[Written problem 1]: Say whether each statement below agrees with the contract excerpt, answering yes or no and quoting the words from it that decide the matter: (a) A Remittance payable to Seller is paid by Purchaser by check. (b) Seller chooses the method for paying an amount due to Purchaser. (c) Purchaser may use the powers granted to it only while an Event of Default exists.

[Source text]:
:::::
If the foregoing calculations result in a Remittance payable to Seller, 
Purchaser shall make such payment by check, subject to Purchaser's rights of 
offset and recoupment, and its right to deduct any Chargeback Amount as set 
forth in Section 3.2.  If the foregoing calculations result in an amount due 
to Purchaser from Seller, Seller shall make such payment by any one or a 
combination of the methods set forth in Section 3.2 hereof for chargebacks, 
as determined by Purchaser in its discretion.

4.  POWER OF ATTORNEY.  Seller hereby appoints Purchaser and its designees as 
Seller's true and lawful attorney in fact, to exercise in Purchaser's 
discretion, and regardless of whether an Event of Default is then existing, 
all of the following powers, such powers being coupled with an interest: (A)
:::::
[Data shown]:
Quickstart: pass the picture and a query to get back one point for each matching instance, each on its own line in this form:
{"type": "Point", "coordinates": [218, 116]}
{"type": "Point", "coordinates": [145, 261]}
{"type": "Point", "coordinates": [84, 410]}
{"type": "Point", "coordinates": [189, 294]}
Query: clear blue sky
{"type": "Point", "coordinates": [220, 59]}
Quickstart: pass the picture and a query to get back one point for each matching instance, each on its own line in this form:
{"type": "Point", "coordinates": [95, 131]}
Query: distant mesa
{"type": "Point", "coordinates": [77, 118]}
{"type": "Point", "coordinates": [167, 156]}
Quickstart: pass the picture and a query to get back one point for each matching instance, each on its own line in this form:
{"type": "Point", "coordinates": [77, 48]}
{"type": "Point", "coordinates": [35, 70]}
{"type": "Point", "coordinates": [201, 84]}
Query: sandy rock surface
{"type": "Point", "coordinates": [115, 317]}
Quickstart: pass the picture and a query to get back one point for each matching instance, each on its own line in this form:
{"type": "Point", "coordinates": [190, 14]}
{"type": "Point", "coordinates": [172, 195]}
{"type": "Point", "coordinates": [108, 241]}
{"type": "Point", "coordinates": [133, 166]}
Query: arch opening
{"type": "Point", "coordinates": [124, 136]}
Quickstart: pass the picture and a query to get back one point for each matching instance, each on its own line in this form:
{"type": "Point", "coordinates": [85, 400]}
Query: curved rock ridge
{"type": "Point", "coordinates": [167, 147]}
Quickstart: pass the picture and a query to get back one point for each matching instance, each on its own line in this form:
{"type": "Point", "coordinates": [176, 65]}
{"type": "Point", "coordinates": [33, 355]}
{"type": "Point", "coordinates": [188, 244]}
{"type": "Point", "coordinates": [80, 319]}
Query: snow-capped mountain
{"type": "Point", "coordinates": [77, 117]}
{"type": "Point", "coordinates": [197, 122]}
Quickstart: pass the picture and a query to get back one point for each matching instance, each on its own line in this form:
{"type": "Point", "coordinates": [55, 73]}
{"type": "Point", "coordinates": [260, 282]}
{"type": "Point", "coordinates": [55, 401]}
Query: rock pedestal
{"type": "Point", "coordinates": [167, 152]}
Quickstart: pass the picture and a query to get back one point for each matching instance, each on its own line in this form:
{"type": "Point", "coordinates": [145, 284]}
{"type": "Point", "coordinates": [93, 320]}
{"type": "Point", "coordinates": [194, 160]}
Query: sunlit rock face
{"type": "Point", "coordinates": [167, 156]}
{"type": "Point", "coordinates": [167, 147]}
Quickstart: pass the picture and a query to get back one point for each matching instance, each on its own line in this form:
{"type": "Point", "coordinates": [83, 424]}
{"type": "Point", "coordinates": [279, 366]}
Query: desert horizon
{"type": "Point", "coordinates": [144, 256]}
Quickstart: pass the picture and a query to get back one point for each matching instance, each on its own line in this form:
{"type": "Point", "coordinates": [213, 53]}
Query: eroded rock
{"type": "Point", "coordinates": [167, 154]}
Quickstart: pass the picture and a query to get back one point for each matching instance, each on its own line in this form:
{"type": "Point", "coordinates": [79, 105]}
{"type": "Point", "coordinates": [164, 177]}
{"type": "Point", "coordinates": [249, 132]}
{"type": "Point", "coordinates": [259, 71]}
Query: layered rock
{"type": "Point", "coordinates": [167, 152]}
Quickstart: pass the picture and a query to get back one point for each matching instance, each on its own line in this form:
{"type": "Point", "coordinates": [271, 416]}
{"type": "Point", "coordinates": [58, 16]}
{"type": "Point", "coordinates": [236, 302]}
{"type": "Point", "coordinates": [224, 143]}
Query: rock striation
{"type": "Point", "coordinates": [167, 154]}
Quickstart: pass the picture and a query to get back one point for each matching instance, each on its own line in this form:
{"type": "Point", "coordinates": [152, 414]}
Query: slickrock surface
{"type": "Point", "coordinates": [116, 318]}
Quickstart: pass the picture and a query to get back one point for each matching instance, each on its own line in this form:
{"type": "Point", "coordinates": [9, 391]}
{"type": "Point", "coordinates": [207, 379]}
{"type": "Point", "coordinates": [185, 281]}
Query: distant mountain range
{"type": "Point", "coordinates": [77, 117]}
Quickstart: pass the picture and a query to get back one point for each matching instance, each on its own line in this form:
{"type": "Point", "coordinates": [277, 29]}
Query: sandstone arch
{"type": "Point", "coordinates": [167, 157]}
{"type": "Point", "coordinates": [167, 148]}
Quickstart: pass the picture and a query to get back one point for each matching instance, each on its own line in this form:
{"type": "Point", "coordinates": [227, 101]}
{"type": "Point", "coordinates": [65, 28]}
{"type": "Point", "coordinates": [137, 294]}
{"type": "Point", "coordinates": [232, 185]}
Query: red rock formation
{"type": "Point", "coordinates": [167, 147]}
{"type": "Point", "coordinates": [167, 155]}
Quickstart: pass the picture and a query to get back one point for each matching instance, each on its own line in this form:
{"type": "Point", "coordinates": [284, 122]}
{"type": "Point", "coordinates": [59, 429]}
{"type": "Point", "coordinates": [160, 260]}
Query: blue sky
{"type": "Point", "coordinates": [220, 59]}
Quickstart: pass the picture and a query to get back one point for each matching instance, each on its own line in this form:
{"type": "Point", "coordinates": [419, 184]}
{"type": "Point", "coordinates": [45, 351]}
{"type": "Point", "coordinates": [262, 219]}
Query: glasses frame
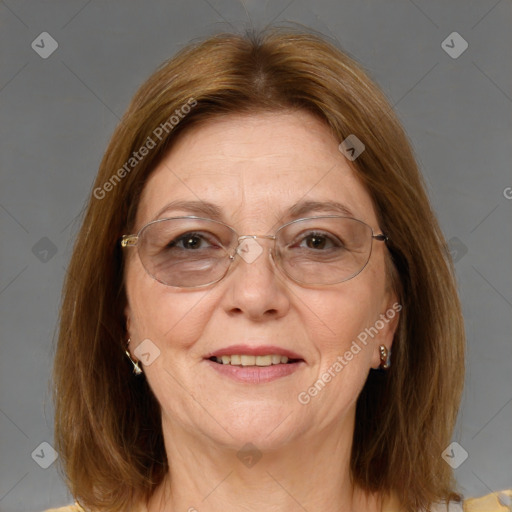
:::::
[Written problem 2]: Report every line of the entries above that contains the word "arch".

[Worked solution 1]:
(a) Yes: "Purchaser shall make such payment by check"
(b) No: "as determined by Purchaser in its discretion"
(c) No: "regardless of whether an Event of Default is then existing"

[Worked solution 2]:
Query: arch opening
Query: sandstone arch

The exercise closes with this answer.